## GIVEN INSTRUCTION
Retype the part of the listing that opens with the line containing "wooden upper cabinet?" and closes with the line containing "252 54 L 252", reproducing each line without changes.

## AVAILABLE RECORDS
=-=-=-=-=

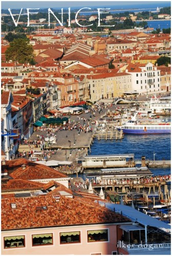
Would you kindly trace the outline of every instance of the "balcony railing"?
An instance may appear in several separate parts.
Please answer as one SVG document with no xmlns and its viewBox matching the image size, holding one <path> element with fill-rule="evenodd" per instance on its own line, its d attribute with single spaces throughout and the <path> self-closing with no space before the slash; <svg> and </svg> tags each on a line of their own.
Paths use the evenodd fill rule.
<svg viewBox="0 0 172 256">
<path fill-rule="evenodd" d="M 132 252 L 137 252 L 137 251 L 140 251 L 141 253 L 141 250 L 144 251 L 145 252 L 146 251 L 151 251 L 153 250 L 156 250 L 156 251 L 160 250 L 161 251 L 169 250 L 169 251 L 170 251 L 171 248 L 171 244 L 170 243 L 143 243 L 141 242 L 140 244 L 134 244 L 119 241 L 118 243 L 118 248 L 121 248 L 125 251 L 131 253 Z M 162 253 L 162 255 L 163 255 L 163 253 Z"/>
</svg>

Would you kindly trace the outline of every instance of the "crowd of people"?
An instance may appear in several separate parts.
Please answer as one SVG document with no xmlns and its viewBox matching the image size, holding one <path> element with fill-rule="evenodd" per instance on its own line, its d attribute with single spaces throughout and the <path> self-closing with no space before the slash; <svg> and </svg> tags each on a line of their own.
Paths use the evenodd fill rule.
<svg viewBox="0 0 172 256">
<path fill-rule="evenodd" d="M 137 178 L 137 179 L 103 179 L 102 180 L 99 179 L 96 182 L 94 179 L 92 179 L 90 181 L 91 183 L 95 185 L 117 185 L 117 184 L 123 184 L 130 185 L 132 183 L 134 184 L 142 184 L 147 183 L 154 183 L 157 182 L 162 182 L 163 181 L 170 181 L 171 175 L 158 175 L 156 176 L 153 176 L 151 178 Z"/>
</svg>

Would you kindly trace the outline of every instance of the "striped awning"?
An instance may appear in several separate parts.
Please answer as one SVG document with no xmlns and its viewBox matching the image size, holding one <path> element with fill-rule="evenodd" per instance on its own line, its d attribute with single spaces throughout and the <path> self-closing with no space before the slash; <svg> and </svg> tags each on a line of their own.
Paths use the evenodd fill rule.
<svg viewBox="0 0 172 256">
<path fill-rule="evenodd" d="M 34 123 L 33 125 L 36 125 L 37 126 L 41 126 L 43 124 L 42 122 L 41 121 L 36 121 L 35 123 Z"/>
</svg>

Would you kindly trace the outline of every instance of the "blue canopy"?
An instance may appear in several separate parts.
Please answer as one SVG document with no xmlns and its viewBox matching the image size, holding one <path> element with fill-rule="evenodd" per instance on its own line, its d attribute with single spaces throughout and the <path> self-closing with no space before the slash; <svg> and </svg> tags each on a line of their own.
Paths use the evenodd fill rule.
<svg viewBox="0 0 172 256">
<path fill-rule="evenodd" d="M 36 121 L 36 122 L 35 122 L 33 124 L 34 125 L 36 125 L 37 126 L 41 126 L 42 124 L 42 122 L 41 122 L 40 121 Z"/>
<path fill-rule="evenodd" d="M 99 201 L 99 204 L 104 205 L 104 202 Z M 165 228 L 171 229 L 170 225 L 165 223 L 163 221 L 160 221 L 159 220 L 149 216 L 143 212 L 134 209 L 132 207 L 127 205 L 122 205 L 122 204 L 113 204 L 111 203 L 105 203 L 105 207 L 108 209 L 111 209 L 115 212 L 121 212 L 122 215 L 126 216 L 133 221 L 137 221 L 139 223 L 151 227 L 155 227 L 159 228 Z"/>
</svg>

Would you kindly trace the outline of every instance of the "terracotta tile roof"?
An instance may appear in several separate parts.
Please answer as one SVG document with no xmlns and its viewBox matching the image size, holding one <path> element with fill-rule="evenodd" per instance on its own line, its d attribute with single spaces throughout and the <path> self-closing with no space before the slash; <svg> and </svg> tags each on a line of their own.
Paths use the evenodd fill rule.
<svg viewBox="0 0 172 256">
<path fill-rule="evenodd" d="M 15 76 L 17 75 L 18 75 L 17 73 L 1 72 L 1 76 Z"/>
<path fill-rule="evenodd" d="M 19 91 L 17 91 L 17 92 L 14 92 L 13 93 L 13 95 L 19 95 L 19 94 L 25 94 L 26 95 L 26 89 L 22 89 L 19 90 Z"/>
<path fill-rule="evenodd" d="M 60 58 L 63 55 L 63 53 L 61 51 L 59 51 L 58 50 L 50 49 L 46 50 L 44 52 L 40 53 L 39 55 L 39 56 L 43 55 L 44 54 L 48 55 L 53 59 L 56 59 L 57 58 Z"/>
<path fill-rule="evenodd" d="M 98 75 L 90 75 L 87 76 L 87 78 L 90 79 L 96 79 L 106 78 L 107 77 L 122 76 L 124 75 L 130 76 L 130 75 L 129 74 L 127 74 L 126 73 L 124 72 L 116 73 L 107 73 L 105 74 L 99 74 Z"/>
<path fill-rule="evenodd" d="M 34 50 L 48 50 L 50 49 L 62 49 L 63 47 L 60 44 L 53 45 L 36 45 L 33 46 Z"/>
<path fill-rule="evenodd" d="M 8 101 L 9 99 L 10 94 L 10 91 L 5 92 L 5 91 L 3 91 L 3 93 L 1 94 L 1 104 L 8 104 Z"/>
<path fill-rule="evenodd" d="M 16 204 L 15 209 L 11 208 L 12 203 Z M 129 221 L 126 217 L 76 197 L 60 196 L 59 202 L 52 195 L 7 198 L 2 199 L 1 206 L 2 230 Z M 36 212 L 36 207 L 42 206 L 47 209 Z"/>
<path fill-rule="evenodd" d="M 28 103 L 31 101 L 31 99 L 29 99 L 26 97 L 26 95 L 22 96 L 21 95 L 13 95 L 14 101 L 12 103 L 11 105 L 13 107 L 19 107 L 22 109 L 26 106 Z"/>
<path fill-rule="evenodd" d="M 45 61 L 40 62 L 39 64 L 36 64 L 36 67 L 39 67 L 39 66 L 41 66 L 41 67 L 58 67 L 58 66 L 55 62 L 55 61 L 52 60 L 46 60 Z"/>
<path fill-rule="evenodd" d="M 122 40 L 121 39 L 117 39 L 115 40 L 110 39 L 110 40 L 107 40 L 107 45 L 121 45 L 121 44 L 133 44 L 133 41 L 130 40 Z"/>
<path fill-rule="evenodd" d="M 1 47 L 1 54 L 4 54 L 6 52 L 7 49 L 9 47 L 9 46 L 2 46 Z"/>
<path fill-rule="evenodd" d="M 168 74 L 171 74 L 171 67 L 160 66 L 157 67 L 157 69 L 161 70 L 161 75 L 165 75 L 166 72 Z"/>
<path fill-rule="evenodd" d="M 3 120 L 4 120 L 4 119 L 3 119 Z M 2 156 L 6 156 L 5 152 L 4 152 L 4 150 L 1 150 L 1 155 Z"/>
<path fill-rule="evenodd" d="M 7 184 L 1 184 L 2 191 L 41 189 L 44 184 L 22 179 L 9 180 Z"/>
<path fill-rule="evenodd" d="M 18 64 L 16 63 L 2 63 L 2 67 L 16 67 L 16 66 L 23 66 L 23 64 Z"/>
<path fill-rule="evenodd" d="M 11 160 L 10 163 L 8 163 L 9 161 L 7 161 L 6 167 L 7 169 L 8 165 L 11 168 L 13 166 L 14 167 L 18 166 L 18 168 L 9 175 L 11 178 L 23 180 L 40 180 L 67 177 L 66 175 L 48 166 L 46 166 L 42 164 L 36 164 L 26 159 L 25 160 L 25 161 L 20 162 L 24 162 L 26 165 L 26 169 L 23 169 L 21 167 L 21 164 L 18 166 L 18 160 Z"/>
</svg>

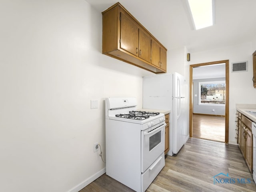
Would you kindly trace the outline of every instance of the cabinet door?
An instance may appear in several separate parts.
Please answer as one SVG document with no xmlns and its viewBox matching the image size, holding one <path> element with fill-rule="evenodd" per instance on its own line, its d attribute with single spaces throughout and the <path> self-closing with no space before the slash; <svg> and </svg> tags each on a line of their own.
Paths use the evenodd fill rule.
<svg viewBox="0 0 256 192">
<path fill-rule="evenodd" d="M 246 126 L 242 122 L 241 123 L 241 141 L 240 141 L 240 150 L 244 158 L 245 158 L 245 146 L 246 146 Z"/>
<path fill-rule="evenodd" d="M 136 56 L 138 56 L 139 28 L 128 15 L 121 12 L 120 48 Z"/>
<path fill-rule="evenodd" d="M 253 62 L 253 86 L 256 88 L 256 51 L 252 54 Z"/>
<path fill-rule="evenodd" d="M 237 139 L 237 143 L 240 146 L 240 141 L 241 140 L 241 134 L 240 133 L 240 131 L 241 130 L 241 121 L 239 119 L 237 119 L 237 122 L 236 123 L 237 127 L 238 129 L 237 132 L 238 133 L 238 138 Z"/>
<path fill-rule="evenodd" d="M 252 170 L 252 132 L 248 128 L 246 135 L 245 161 L 251 172 Z"/>
<path fill-rule="evenodd" d="M 166 70 L 167 65 L 166 50 L 162 46 L 160 47 L 160 68 L 165 71 Z"/>
<path fill-rule="evenodd" d="M 139 57 L 150 62 L 151 38 L 141 28 L 139 30 Z"/>
<path fill-rule="evenodd" d="M 159 67 L 160 66 L 160 45 L 151 40 L 151 64 Z"/>
</svg>

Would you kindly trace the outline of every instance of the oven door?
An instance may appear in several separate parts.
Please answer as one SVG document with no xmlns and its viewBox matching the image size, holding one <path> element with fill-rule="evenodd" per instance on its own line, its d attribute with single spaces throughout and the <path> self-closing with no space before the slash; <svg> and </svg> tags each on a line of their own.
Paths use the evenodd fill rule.
<svg viewBox="0 0 256 192">
<path fill-rule="evenodd" d="M 141 131 L 142 173 L 164 151 L 166 125 L 165 123 L 162 122 Z"/>
</svg>

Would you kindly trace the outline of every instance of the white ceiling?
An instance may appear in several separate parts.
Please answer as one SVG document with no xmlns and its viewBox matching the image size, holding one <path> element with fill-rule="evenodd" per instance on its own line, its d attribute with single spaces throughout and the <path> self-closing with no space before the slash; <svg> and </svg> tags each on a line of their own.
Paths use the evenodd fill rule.
<svg viewBox="0 0 256 192">
<path fill-rule="evenodd" d="M 85 0 L 101 12 L 117 0 Z M 215 24 L 193 29 L 186 0 L 119 0 L 168 50 L 190 52 L 250 42 L 256 38 L 256 0 L 215 0 Z"/>
</svg>

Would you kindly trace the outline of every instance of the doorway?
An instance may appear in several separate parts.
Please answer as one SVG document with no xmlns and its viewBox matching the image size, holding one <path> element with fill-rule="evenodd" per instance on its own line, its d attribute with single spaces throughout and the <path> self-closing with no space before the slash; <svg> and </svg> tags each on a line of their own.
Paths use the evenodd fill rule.
<svg viewBox="0 0 256 192">
<path fill-rule="evenodd" d="M 195 98 L 194 97 L 195 96 L 196 96 L 196 94 L 193 94 L 193 88 L 194 85 L 193 83 L 193 69 L 196 68 L 200 68 L 203 66 L 214 66 L 214 65 L 220 65 L 221 64 L 223 64 L 225 66 L 225 77 L 224 78 L 225 81 L 225 104 L 224 108 L 224 121 L 225 123 L 225 128 L 224 130 L 224 142 L 226 143 L 228 143 L 228 132 L 229 132 L 229 62 L 228 60 L 224 60 L 222 61 L 214 62 L 210 62 L 208 63 L 204 63 L 199 64 L 196 64 L 194 65 L 191 65 L 190 66 L 190 137 L 193 137 L 193 119 L 198 118 L 198 116 L 196 116 L 196 114 L 193 115 L 193 106 L 194 104 L 194 103 L 195 101 Z M 199 84 L 200 85 L 200 84 Z M 196 84 L 197 86 L 197 83 Z M 201 96 L 198 95 L 198 97 Z M 208 96 L 208 98 L 209 98 L 209 96 Z M 216 100 L 216 97 L 215 96 L 215 98 L 213 98 L 213 99 L 215 99 Z M 199 99 L 199 98 L 198 98 Z M 219 100 L 219 98 L 218 99 L 218 100 Z M 200 99 L 198 99 L 199 100 Z M 196 104 L 196 105 L 198 105 L 198 104 Z M 214 109 L 212 109 L 212 111 L 214 112 Z M 216 115 L 215 116 L 223 116 L 222 115 L 217 116 Z M 214 121 L 214 120 L 213 120 Z M 208 124 L 210 123 L 211 120 L 206 120 L 207 121 Z M 195 136 L 195 137 L 196 137 L 196 136 Z M 206 139 L 208 140 L 215 140 L 214 139 L 211 139 L 207 138 L 205 138 Z M 224 142 L 223 141 L 222 142 Z"/>
</svg>

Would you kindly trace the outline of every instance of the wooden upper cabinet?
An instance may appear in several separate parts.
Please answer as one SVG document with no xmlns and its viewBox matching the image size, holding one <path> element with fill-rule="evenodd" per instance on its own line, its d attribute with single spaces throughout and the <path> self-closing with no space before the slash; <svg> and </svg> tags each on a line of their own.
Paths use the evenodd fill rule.
<svg viewBox="0 0 256 192">
<path fill-rule="evenodd" d="M 122 6 L 117 3 L 102 14 L 103 54 L 155 73 L 166 73 L 166 49 Z M 152 51 L 152 41 L 158 45 L 158 53 Z M 152 53 L 158 55 L 157 64 L 152 62 Z"/>
<path fill-rule="evenodd" d="M 160 45 L 154 40 L 151 40 L 151 63 L 159 67 L 160 66 Z"/>
<path fill-rule="evenodd" d="M 256 88 L 256 51 L 252 54 L 252 60 L 253 63 L 253 87 Z"/>
<path fill-rule="evenodd" d="M 154 40 L 151 41 L 151 64 L 166 71 L 167 50 Z"/>
<path fill-rule="evenodd" d="M 120 16 L 120 48 L 138 56 L 139 27 L 128 15 L 121 12 Z"/>
<path fill-rule="evenodd" d="M 160 68 L 166 70 L 167 50 L 162 46 L 160 47 Z"/>
<path fill-rule="evenodd" d="M 142 28 L 139 30 L 139 57 L 150 62 L 151 38 Z"/>
</svg>

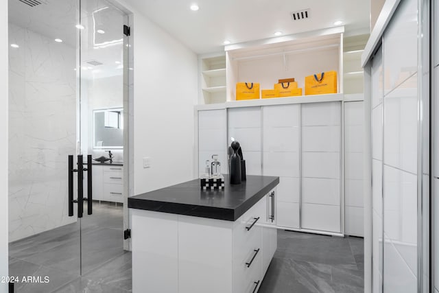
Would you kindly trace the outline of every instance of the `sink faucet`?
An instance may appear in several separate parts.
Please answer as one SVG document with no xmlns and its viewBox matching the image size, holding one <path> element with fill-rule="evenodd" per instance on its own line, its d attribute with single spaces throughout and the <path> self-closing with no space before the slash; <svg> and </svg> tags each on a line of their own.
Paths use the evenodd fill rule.
<svg viewBox="0 0 439 293">
<path fill-rule="evenodd" d="M 106 150 L 106 152 L 108 152 L 108 156 L 110 157 L 110 163 L 112 163 L 112 154 L 110 150 Z"/>
</svg>

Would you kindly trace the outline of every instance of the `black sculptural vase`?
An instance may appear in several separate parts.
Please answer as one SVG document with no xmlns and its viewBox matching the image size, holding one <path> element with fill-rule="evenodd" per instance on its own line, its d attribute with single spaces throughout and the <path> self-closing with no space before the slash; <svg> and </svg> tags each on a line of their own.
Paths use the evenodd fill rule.
<svg viewBox="0 0 439 293">
<path fill-rule="evenodd" d="M 233 150 L 233 154 L 230 157 L 230 184 L 241 183 L 241 157 L 238 154 L 239 143 L 232 142 L 230 145 Z"/>
</svg>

=-=-=-=-=

## SOLUTION TO THIS PROBLEM
Would you kindly trace the outline of every instance of the wooden upper cabinet?
An instance may appear in several separate parts.
Please answer as one SVG document with no xmlns and its viewBox matching the image size, holding one <path> element with fill-rule="evenodd" per instance on its own line, its d attribute with single spaces throughout and the <path> self-closing with no space before the slash; <svg> and </svg> tags each on a line of their own.
Paths use the evenodd fill rule.
<svg viewBox="0 0 256 192">
<path fill-rule="evenodd" d="M 122 6 L 117 3 L 102 14 L 103 54 L 155 73 L 166 73 L 166 49 Z M 152 51 L 152 41 L 158 45 L 158 53 Z M 152 53 L 158 55 L 157 64 L 152 62 Z"/>
<path fill-rule="evenodd" d="M 160 45 L 154 40 L 151 40 L 151 63 L 159 67 L 160 66 Z"/>
<path fill-rule="evenodd" d="M 256 88 L 256 51 L 252 54 L 252 60 L 253 63 L 253 87 Z"/>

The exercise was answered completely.